▶ Entries supplied
+++

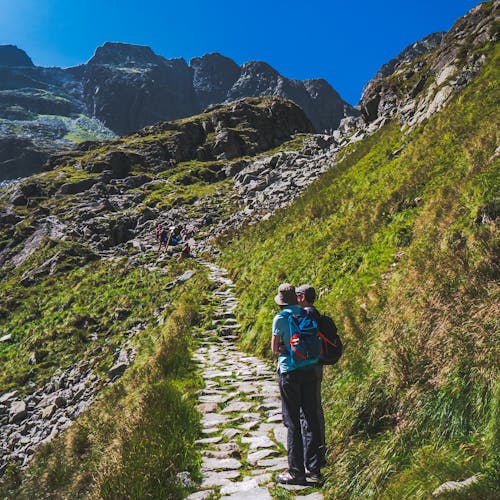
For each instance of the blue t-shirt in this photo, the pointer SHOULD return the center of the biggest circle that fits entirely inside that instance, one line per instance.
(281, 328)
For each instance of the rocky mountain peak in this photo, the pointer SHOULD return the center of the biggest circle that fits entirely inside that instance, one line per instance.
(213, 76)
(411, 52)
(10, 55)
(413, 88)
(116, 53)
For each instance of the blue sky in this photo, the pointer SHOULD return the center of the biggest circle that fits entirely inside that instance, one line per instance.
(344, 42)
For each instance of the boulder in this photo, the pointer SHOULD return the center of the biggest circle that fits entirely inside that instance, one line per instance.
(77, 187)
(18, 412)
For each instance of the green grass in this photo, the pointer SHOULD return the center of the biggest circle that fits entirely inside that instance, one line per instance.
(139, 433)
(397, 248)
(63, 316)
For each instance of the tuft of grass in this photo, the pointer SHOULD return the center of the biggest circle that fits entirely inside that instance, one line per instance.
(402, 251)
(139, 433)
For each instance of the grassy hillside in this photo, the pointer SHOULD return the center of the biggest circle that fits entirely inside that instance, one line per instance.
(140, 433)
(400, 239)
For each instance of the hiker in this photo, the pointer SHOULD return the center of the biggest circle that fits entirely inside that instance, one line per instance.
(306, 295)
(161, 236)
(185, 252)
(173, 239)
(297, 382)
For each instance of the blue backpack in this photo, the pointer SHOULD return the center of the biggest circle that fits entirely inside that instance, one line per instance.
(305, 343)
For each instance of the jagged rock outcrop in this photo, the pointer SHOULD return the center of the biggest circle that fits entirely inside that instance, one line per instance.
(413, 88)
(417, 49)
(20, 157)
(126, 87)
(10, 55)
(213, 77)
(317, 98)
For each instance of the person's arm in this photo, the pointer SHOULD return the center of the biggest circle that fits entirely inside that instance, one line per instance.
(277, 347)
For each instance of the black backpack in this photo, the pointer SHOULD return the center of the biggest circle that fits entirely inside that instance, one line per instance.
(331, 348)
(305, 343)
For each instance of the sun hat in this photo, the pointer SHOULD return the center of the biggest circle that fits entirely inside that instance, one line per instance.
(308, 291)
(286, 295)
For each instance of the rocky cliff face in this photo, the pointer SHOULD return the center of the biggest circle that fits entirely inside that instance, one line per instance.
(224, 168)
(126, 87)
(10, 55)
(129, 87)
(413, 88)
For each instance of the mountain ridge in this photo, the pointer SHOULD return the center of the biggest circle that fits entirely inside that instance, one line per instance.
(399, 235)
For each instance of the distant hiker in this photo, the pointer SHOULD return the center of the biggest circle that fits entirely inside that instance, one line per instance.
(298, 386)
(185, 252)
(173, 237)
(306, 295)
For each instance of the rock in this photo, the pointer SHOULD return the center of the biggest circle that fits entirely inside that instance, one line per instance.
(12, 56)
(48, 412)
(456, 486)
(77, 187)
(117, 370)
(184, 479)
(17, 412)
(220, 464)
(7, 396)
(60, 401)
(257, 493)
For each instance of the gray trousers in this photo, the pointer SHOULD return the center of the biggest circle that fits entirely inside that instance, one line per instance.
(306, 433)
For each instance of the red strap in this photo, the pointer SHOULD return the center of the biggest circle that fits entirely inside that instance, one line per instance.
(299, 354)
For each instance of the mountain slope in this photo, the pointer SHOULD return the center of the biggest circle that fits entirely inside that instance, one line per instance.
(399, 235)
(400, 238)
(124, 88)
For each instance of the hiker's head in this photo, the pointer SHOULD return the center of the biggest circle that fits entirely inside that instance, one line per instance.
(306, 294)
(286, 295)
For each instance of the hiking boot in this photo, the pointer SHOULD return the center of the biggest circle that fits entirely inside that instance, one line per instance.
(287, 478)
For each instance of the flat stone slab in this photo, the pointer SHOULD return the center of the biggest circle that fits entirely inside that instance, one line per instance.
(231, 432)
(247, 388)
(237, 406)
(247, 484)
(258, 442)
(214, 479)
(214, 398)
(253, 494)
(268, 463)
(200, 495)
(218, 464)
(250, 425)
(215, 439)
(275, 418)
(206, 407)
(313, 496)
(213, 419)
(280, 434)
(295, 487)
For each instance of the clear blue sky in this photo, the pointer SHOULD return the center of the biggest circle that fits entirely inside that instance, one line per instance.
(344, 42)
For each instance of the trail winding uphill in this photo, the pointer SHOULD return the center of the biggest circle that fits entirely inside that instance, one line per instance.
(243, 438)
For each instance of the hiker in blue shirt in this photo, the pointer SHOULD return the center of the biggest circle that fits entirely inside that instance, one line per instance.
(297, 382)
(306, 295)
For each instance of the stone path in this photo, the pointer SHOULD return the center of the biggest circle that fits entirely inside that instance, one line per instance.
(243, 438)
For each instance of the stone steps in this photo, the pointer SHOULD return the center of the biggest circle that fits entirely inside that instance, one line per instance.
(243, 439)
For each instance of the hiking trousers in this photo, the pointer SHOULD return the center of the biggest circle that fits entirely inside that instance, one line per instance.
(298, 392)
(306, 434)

+++

▶ What the task requires
Extract every line of the data exactly; pictures stay out.

▶ Result of the task
For each instance of the blue t-shirt in this photo, the pointer SHOULD return the center of the biggest circle that fits entirely inside that instance, one line per instance.
(281, 328)
For each instance of the rocky mountain peak in this photo, the pointer SHOULD return the center of the biggest circle that fits entirely inside that instance, one line per instance.
(213, 76)
(411, 52)
(10, 55)
(413, 88)
(116, 53)
For each instance of the blue sky in this photo, the pointer SHOULD return the center of the biggest circle that fits entirely inside that instance, one line per instance.
(344, 42)
For each instance of the boulder in this photo, the pointer SHOULD return the center of the biggest circle that fits entirely inside that instance, one line per instance.
(77, 187)
(18, 412)
For each instance of the green grass in this photo, the pointer SHOULD return the center of the biggest circle that fits entirely inside that instance, one line per instance.
(139, 433)
(397, 248)
(63, 316)
For each instance of the tuft of grass in this photo, the pointer SHOULD return the center of the biggest circle that fits entirely inside that instance, one line per instance.
(402, 251)
(139, 433)
For each instance of the grassy hillside in this photo, the pointer SHOULD return the center of the biggest circle that fits entirely inside that instance, one line per instance.
(140, 433)
(400, 239)
For each instance of the hiker in this photo, the pointer SHOULD return the center of the biggest circle that fits entirely inside that instance, one line per instance.
(306, 295)
(161, 236)
(185, 252)
(173, 239)
(297, 382)
For each instance of the blue backpack in this photo, the pointer SHOULD return the center of the biggest circle that fits entirely inside that instance, one line per instance.
(305, 343)
For each instance of the jagged rock outcrop in this photo, the pointer SHOULD return the center of the biggest circle that fits entirely inside that instance, one line per instance.
(413, 88)
(417, 49)
(20, 157)
(126, 87)
(10, 55)
(213, 77)
(317, 98)
For each instance of the person's arm in this photo, the pointer SHOULD return the center of the biggest circle that fits entirely inside that instance, one line per instance.
(277, 347)
For each instance of the black backpack in this photo, the pointer SHOULD return the center of the biggest circle that fits entirely inside that instance, one line per instance.
(331, 348)
(305, 343)
For each instance of the sun hat in this photo, the pointer SHOULD return the center of the biggest circle that fits entirely inside that instance, one line per instance.
(308, 291)
(286, 295)
For each instance of the rocky cliff face in this photo, the pointer SHOULD return the center of the biggest circle that fits entirely inside that instance, one line per instance.
(224, 168)
(126, 87)
(10, 55)
(129, 87)
(413, 88)
For each instance of the mountain ridge in this photo, the pointer SHOULD return the center of the biggest circle that fits entirely inside that instance, one line per instance.
(399, 235)
For each instance of the distant hiker in this photo, the pointer SHOULD return the center of the biggest circle that fits entirely inside that instance, one line per instance.
(298, 386)
(185, 252)
(173, 237)
(306, 295)
For each instance of the rock in this photo, the pointer SHOULD return the center of the biggest circle that fits entirely inside that instance, one line per instance.
(12, 56)
(48, 412)
(456, 486)
(77, 187)
(117, 370)
(184, 479)
(17, 412)
(220, 464)
(7, 396)
(60, 401)
(257, 493)
For each instance of the gray trousers in this photo, the pointer SHOULD return the center of the biggest circle that fits entirely inside that instance, one line per instance.
(306, 433)
For each instance of the red strap in this photo, the pointer SHOULD return the center of the biggest circle that fits entirely inside that instance, one line per instance.
(299, 354)
For each instance of the mountain slope in this photo, the pointer SHOULD return the center of the biggest circle that fits entirely inside that instance, one line per instance.
(399, 235)
(400, 238)
(124, 88)
For each instance of the hiker's head in this photo, the pointer SHOULD return the center of the biggest circle that fits entirely inside that instance, one line per instance.
(306, 294)
(286, 295)
For each instance of the hiking boot in this photo, the pointer SHOULD return the center of the biggest circle that fits entirely inside that instance, one line per instance.
(287, 478)
For each instance of the flat stone slab in this photo, the pointer SHOULD return the center of the biggest circle that fits entirely inside that instance, one line per instance.
(231, 432)
(247, 388)
(237, 406)
(247, 484)
(258, 442)
(214, 479)
(214, 398)
(253, 494)
(268, 463)
(200, 495)
(218, 464)
(250, 425)
(215, 439)
(275, 418)
(206, 407)
(313, 496)
(213, 419)
(280, 434)
(295, 487)
For each instance of the clear blue sky in this photo, the pointer SHOULD return the center of the biggest circle that fits entirely inside that instance, one line per instance.
(344, 42)
For each instance of the trail winding uphill in this photo, the pointer SHOULD return the center of the biggest circle that fits entirely inside that instance, one line per instance.
(243, 438)
For each instance of the hiker in blue shirt in this photo, the pointer SHOULD return the center of the biggest circle that fits entirely inside that instance, one line per instance.
(297, 382)
(306, 295)
For each instance of the stone path in this photo, the pointer SHOULD return the center of the biggest circle that fits entirely inside that instance, one line per instance.
(243, 438)
For each instance of the stone steps in this photo, the pointer SHOULD return the center of the biggest circle that fits entirely inside that instance, one line per instance.
(243, 439)
For each instance of the hiking trousers in this photo, the pointer SHOULD return the center of the biggest circle that fits entirely inside that instance, one line per instance.
(298, 392)
(306, 434)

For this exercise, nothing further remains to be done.